EXERCISE DETAILS: Repeat every line that appears below, with nothing altered.

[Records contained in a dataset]

####

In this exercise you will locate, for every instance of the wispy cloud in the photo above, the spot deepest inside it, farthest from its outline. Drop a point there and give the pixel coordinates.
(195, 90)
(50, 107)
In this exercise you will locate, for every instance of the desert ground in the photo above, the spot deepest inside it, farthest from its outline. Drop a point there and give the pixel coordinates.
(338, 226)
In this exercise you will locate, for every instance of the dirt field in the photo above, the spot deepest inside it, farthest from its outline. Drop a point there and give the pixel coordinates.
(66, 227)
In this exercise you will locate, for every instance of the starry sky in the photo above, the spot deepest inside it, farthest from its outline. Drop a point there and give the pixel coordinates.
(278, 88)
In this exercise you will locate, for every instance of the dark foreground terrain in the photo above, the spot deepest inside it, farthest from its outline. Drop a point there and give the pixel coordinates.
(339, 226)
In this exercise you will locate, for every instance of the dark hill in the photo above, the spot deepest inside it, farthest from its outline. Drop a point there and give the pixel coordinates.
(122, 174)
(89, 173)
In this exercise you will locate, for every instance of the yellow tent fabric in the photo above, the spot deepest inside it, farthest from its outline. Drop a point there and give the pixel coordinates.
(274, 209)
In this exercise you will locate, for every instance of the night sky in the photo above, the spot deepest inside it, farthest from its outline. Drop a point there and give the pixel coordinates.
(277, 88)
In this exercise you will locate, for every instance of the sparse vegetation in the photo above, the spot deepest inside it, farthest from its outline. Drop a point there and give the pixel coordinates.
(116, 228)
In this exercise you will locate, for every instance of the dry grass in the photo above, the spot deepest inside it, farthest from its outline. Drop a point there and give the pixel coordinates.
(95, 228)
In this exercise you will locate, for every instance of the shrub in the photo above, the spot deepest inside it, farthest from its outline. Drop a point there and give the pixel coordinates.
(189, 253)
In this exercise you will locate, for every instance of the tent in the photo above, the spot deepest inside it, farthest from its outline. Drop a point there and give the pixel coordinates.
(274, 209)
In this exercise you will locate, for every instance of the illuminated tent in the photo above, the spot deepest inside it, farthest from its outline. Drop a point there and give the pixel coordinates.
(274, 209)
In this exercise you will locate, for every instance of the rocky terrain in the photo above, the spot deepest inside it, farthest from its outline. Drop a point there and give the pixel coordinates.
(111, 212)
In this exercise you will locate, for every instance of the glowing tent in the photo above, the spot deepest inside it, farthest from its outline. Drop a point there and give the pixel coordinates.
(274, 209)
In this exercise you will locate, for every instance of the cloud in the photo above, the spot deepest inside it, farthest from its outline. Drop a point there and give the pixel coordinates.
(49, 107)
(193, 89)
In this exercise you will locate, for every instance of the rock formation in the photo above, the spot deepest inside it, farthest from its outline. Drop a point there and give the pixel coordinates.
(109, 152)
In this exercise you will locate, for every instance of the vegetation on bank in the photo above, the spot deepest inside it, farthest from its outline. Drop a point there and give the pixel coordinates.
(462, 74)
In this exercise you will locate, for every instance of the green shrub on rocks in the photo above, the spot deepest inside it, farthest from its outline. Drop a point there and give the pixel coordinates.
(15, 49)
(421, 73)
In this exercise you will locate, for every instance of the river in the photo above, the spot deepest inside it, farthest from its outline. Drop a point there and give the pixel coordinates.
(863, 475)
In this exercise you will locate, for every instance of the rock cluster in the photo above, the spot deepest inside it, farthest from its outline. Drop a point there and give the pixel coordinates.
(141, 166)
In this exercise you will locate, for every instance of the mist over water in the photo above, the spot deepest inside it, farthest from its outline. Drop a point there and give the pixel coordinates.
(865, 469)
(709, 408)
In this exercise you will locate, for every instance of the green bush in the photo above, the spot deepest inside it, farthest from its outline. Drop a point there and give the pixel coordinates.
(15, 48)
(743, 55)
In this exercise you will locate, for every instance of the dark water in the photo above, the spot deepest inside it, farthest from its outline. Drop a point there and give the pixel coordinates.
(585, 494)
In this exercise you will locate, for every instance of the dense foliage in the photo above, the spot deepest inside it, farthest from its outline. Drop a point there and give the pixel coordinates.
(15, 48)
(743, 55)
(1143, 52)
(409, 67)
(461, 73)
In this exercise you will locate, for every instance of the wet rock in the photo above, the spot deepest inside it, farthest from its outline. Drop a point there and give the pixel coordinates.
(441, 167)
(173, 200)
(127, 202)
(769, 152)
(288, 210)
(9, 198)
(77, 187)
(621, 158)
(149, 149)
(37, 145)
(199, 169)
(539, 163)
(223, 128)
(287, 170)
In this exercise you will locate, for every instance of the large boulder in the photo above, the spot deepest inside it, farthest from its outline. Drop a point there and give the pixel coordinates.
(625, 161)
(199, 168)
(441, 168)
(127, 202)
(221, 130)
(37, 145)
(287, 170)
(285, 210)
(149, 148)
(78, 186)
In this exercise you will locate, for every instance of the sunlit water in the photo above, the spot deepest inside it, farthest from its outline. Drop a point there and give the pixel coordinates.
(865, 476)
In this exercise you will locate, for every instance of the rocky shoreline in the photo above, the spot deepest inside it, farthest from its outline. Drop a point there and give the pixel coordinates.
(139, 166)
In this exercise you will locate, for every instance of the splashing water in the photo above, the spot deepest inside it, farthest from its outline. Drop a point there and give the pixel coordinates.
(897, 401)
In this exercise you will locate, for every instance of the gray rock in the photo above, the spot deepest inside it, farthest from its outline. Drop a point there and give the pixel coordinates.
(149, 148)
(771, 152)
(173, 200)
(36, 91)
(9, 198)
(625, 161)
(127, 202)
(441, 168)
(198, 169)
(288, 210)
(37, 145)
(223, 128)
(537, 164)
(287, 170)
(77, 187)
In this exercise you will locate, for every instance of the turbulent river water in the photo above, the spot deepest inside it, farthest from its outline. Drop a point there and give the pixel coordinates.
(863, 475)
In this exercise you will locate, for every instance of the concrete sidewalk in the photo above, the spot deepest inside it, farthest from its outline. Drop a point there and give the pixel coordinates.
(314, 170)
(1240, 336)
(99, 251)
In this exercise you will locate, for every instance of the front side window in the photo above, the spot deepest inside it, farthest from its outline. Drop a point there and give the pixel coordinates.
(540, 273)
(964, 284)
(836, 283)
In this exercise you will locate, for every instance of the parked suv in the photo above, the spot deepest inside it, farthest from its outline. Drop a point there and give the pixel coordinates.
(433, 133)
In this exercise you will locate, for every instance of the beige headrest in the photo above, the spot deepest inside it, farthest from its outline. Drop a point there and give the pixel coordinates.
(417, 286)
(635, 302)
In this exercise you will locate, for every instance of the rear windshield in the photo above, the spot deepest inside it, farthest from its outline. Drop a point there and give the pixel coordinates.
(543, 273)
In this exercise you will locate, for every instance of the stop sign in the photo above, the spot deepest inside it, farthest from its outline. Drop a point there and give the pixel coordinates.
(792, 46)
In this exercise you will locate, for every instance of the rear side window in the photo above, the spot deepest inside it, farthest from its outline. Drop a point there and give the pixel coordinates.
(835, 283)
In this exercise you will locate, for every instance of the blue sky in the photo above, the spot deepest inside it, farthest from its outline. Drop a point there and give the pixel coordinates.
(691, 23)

####

EXERCISE OUTPUT:
In this exercise you will locate, for every instance of the wispy cloud in the photo above, the spot deepest inside it, farthest from its outline. Drop a point there and give the pixel coordinates.
(195, 90)
(50, 107)
In this exercise you will locate, for every instance of the desert ground in the photo above, the spot deepest inside it, farthest from its outline. Drop a point there and give the pixel coordinates.
(338, 226)
In this exercise you will locate, for every instance of the dirt field in the photo above, the spot deepest inside it, farthest from its outline. Drop a point there and give the pixel coordinates.
(66, 227)
In this exercise you will locate, for every instance of the starry sky in the photo above, the spot deepest inside it, farthest from its outline. Drop a point there and give the pixel coordinates.
(278, 88)
In this exercise you will locate, for every instance of the dark foreground terrain in the photo above, the spot deepest inside it, farthest from its outline. Drop a point there and give the pixel coordinates.
(339, 226)
In this exercise you will locate, for every instance of the dark hill in the photo above, the spot deepest inside it, farthest from its outline. Drop a point there and give the pixel coordinates.
(122, 174)
(89, 173)
In this exercise you will locate, for every instance of the yellow tent fabric in the photo above, the spot deepest inside it, farthest from its outline. Drop a point there and give the pixel coordinates.
(274, 209)
In this exercise you will locate, for every instance of the night sky in the photo above, the spot deepest inside it, farthest from its outline. Drop a point there and give the pixel coordinates.
(277, 88)
In this exercise you will locate, for every instance of the sparse vegetation in the photo above, the spot deepest inside it, farthest from its outline. Drop a point there and give the pixel coordinates.
(116, 228)
In this exercise you will locate, for every instance of the dry grass in the photo above, the spot deepest inside it, farthest from its outline. Drop a point there and give the pixel coordinates.
(95, 228)
In this exercise you will locate, for every instance of the shrub in the photo above, the spot deepest inside it, farthest from its outline. Drop a point there and give the pixel coordinates.
(189, 253)
In this exercise you will locate, for every instance of the tent in the photo above, the spot deepest inside it, farthest from its outline. Drop a point there and give the pixel coordinates.
(274, 209)
In this exercise you will locate, for every instance of the illuminated tent in the photo above, the spot deepest inside it, farthest from its outline. Drop a point there and give the pixel coordinates.
(274, 209)
In this exercise you will locate, for every instance of the rocky terrain in the photo above, the spot deepest inside it, farthest from its outline. Drop a point there and give the pixel coordinates.
(111, 212)
In this exercise you will locate, for every instance of the glowing tent in the photo above, the spot deepest inside it, farthest from its outline. Drop a point there and give the pixel coordinates.
(274, 209)
In this exercise you will locate, for every instance of the cloud in the photo above, the spot deepest inside it, farthest from its outline. Drop a point there and give the pixel coordinates.
(49, 107)
(193, 89)
In this exercise you will locate, for every instance of the rock formation in the photo above, the spot deepest inside it, farthest from its outline. Drop a point there and give the pixel coordinates.
(109, 152)
In this exercise you will locate, for every instance of the vegetation on bank in the photo above, the spot deepest inside it, farthest from its outline. Drop a point there and give the pixel coordinates.
(462, 74)
In this exercise you will locate, for every instance of the green shrub on rocks in the photo above, the spot deepest inside it, farthest from its outline. Drop a point there and give the pixel coordinates.
(15, 49)
(421, 73)
In this exercise you will locate, for every instance of the river in the photo above, the spot deepest inside it, farthest from its outline. Drop a point there and give the pixel coordinates.
(863, 475)
In this exercise you will locate, for every instance of the rock cluster in the photo above, the spot deepest inside it, farthest from its outline. Drop a point there and give the pixel coordinates.
(141, 166)
In this exercise you will locate, for every instance of the mist over water in the photo above, the spot deepest inside it, farthest from its outline. Drop a point there and give the pixel coordinates.
(865, 469)
(709, 408)
In this exercise you will locate, for every instance of the green bush in the photo above, the spot deepest inside it, farthest from its outline. Drop a point there and give the pixel coordinates.
(15, 48)
(743, 55)
In this exercise you will locate, for every instance of the dark water in the photo above, the spot deepest inside it, farthest from its outline. Drop a point there and give the pixel coordinates.
(585, 494)
In this exercise you will locate, for every instance of the dense foliage in the photo above, the spot deepest inside it, farthest from its outline. Drop a point there and give the pixel coordinates.
(15, 48)
(743, 55)
(1143, 52)
(409, 67)
(461, 73)
In this exercise you will locate, for every instance of the wet rock in the photo above, the spot deepest inside it, farthest from its outline. Drop a point there and give the pixel coordinates.
(441, 167)
(173, 200)
(127, 202)
(769, 152)
(288, 210)
(9, 198)
(77, 187)
(621, 158)
(149, 149)
(37, 145)
(199, 169)
(539, 163)
(223, 128)
(287, 170)
In this exercise you will locate, for every instance of the large boulder in the photo above, the spot deepest inside it, farthest from its outline. Drop a point there and give the pixel coordinates.
(625, 161)
(199, 168)
(441, 168)
(127, 202)
(221, 130)
(37, 145)
(287, 170)
(285, 210)
(149, 148)
(78, 186)
In this exercise you will locate, for every instance of the sunlit water in the photo above, the spot deepest inside it, farthest from its outline. Drop a point there and give the pixel coordinates.
(865, 476)
In this exercise you will locate, for every instance of the rocky shoreline in the photo above, the spot deepest inside it, farthest from its outline. Drop a point there and give the pixel coordinates.
(139, 166)
In this exercise you will locate, for every instance of the splashing water in the photo above, the spot deepest inside it, farthest from its outline. Drop a point there and give the pixel coordinates.
(897, 401)
In this exercise you will locate, for every instance of the gray rock in the photo above, the spot deepest inside it, farthest from its outline. Drop a point there and give the pixel coordinates.
(149, 148)
(771, 152)
(173, 200)
(36, 91)
(9, 198)
(625, 161)
(127, 202)
(441, 168)
(198, 169)
(288, 210)
(37, 145)
(223, 128)
(537, 164)
(287, 170)
(77, 187)
In this exercise you will locate, for every instance of the turbulent river water in the photo above, the spot deepest inside it, farthest from its outline. Drop a point there and give the pixel coordinates.
(863, 475)
In this exercise you will locate, for every instance of the concrete sidewalk in the photo above, the spot deepest inside it, farthest from its outline. Drop a point there and give the pixel coordinates.
(314, 170)
(1240, 336)
(99, 251)
In this exercise you will locate, for every instance of the front side window in the photo above, the spot deepest inside it, farthest from its outline. Drop a point there and give the pixel coordinates.
(540, 273)
(964, 284)
(836, 283)
In this exercise you will locate, for every instance of the parked suv in the photo above, the spot deepest inside it, farthest from its outline. Drop a point there and give the pixel coordinates.
(433, 133)
In this exercise you will locate, for every instance of the beige headrest in the photo above, the spot deepest inside it, farthest from its outline. Drop a point there and give the pixel coordinates.
(417, 286)
(635, 302)
In this exercise you will locate, for every instance of the rear windshield in the photo above, the spot deepest inside it, farthest from its outline. Drop a point there and give the pixel coordinates.
(543, 273)
In this exercise you will locate, for every instance of the stop sign in the photo above, the spot deepest inside it, farthest from its outline. Drop a point there and give the pixel coordinates.
(792, 46)
In this exercise you will locate, for every instance of the rear side window in the photo above, the spot deepest inside it, farthest from its outline. Drop a point there and give the pixel coordinates.
(835, 283)
In this exercise you will locate, for every instance of the blue sky in the photo above, the spot deepest inside it, farthest from its outline. Drop a point there and give the pixel coordinates.
(691, 23)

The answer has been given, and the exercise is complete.